Dettagli del problema: Ricopia per intero, parola per parola, l'articolo sulla scuola Gandhi di Firenze.

Estratto della fonte:
┌────────

Ultima modifica: 28 Dicembre 2015

Nella scuola Gandhi dove festeggiano Natale, Capodanno cinese e Ramadan

Viaggio nell’istituto alla periferia del capoluogo toscano che ha il 49% di iscritti «non italiani» ed è diventato negli anni un modello di integrazione. «La nostra ricetta? Valorizzare la ricchezza delle culture di cui ciascun alunno è portatore»

di Sara Piccolo

Mentre le famiglie italiane, la politica e i media sembrano preoccupati a comprendere cosa vuol dire avere bambini e ragazzi immigrati nelle nostre scuole, all’Istituto Gandhi di Firenze si sperimenta da anni l’educazione inclusiva in classi con il 49% di alunni «non italiani». Siamo alle Piagge, la zona nord-ovest della città con maggior tasso d’immigrazione, dove la presenza della comunità cinese è fortissima e per chi entra la prima volta nelle classi del Gandhi l’impatto è fortissimo: un vero spaccato delle etnie del mondo (cinesi il 25%, est europei, asiatici, rom…).

└────────

[Record archiviati]
┌────────

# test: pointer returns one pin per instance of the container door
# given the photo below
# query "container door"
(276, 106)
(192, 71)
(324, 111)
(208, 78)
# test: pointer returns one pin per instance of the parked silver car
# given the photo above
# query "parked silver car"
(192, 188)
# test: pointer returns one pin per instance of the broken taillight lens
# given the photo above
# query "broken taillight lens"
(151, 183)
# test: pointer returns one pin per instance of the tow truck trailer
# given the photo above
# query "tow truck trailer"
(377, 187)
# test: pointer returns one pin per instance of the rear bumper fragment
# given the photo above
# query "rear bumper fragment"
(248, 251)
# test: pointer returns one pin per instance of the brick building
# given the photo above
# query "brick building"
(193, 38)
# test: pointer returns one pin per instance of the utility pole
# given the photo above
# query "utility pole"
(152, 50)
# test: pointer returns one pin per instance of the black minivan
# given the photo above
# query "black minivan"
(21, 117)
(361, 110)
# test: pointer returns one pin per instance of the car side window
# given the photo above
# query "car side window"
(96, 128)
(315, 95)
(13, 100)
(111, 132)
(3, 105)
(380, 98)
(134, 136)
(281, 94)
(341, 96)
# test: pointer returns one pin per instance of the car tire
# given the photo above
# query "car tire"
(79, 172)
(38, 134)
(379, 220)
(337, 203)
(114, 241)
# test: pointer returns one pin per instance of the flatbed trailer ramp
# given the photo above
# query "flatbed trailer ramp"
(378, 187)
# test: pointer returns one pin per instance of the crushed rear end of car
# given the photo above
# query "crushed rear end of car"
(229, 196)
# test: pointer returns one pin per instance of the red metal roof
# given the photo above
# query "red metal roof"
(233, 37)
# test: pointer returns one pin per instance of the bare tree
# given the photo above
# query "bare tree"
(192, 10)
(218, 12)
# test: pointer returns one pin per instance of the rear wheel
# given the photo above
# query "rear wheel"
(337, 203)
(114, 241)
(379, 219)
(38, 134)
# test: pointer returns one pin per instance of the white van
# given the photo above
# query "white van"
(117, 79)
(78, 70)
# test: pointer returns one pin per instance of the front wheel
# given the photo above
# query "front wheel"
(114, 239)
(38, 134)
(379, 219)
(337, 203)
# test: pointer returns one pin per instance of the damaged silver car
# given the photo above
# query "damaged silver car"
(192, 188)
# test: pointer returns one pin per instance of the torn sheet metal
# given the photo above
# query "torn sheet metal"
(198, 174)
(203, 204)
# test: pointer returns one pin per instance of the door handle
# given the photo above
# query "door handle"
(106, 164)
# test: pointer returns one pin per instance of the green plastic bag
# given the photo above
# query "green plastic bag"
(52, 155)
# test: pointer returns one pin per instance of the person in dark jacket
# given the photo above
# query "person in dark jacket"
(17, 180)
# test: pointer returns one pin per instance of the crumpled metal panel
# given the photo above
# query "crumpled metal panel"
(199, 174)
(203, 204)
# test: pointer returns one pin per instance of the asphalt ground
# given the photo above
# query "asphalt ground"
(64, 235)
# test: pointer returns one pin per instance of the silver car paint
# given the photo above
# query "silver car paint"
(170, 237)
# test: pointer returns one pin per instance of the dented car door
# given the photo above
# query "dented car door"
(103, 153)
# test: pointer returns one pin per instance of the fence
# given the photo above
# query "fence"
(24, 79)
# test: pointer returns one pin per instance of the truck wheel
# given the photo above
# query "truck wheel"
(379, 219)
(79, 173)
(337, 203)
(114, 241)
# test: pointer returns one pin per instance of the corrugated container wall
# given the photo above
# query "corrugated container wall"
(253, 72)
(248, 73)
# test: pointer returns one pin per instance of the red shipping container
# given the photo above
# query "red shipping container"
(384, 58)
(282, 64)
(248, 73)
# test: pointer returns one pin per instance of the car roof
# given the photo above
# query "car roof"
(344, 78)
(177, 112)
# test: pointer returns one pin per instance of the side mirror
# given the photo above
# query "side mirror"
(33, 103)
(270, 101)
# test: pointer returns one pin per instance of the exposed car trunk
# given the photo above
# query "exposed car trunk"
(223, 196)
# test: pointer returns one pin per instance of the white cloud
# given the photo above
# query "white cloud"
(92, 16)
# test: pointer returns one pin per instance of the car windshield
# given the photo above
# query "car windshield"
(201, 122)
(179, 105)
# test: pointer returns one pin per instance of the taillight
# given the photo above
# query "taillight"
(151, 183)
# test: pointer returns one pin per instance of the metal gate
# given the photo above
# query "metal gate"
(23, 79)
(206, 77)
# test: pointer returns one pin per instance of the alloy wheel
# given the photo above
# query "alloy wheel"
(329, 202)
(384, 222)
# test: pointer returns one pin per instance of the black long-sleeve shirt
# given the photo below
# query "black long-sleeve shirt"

└────────

Risposta scritta:
Ultima modifica: 28 Dicembre 2015

Nella scuola Gandhi dove festeggiano Natale, Capodanno cinese e Ramadan

Viaggio nell’istituto alla periferia del capoluogo toscano che ha il 49% di iscritti «non italiani» ed è diventato negli anni un modello di integrazione. «La nostra ricetta? Valorizzare la ricchezza delle culture di cui ciascun alunno è portatore»

di Sara Piccolo

Mentre le famiglie italiane, la politica e i media sembrano preoccupati a comprendere cosa vuol dire avere bambini e ragazzi immigrati nelle nostre scuole, all’Istituto Gandhi di Firenze si sperimenta da anni l’educazione inclusiva in classi con il 49% di alunni «non italiani». Siamo alle Piagge, la zona nord-ovest della città con maggior tasso d’immigrazione, dove la presenza della comunità cinese è fortissima e per chi entra la prima volta nelle classi del Gandhi l’impatto è fortissimo: un vero spaccato delle etnie del mondo (cinesi il 25%, est europei, asiatici, rom…).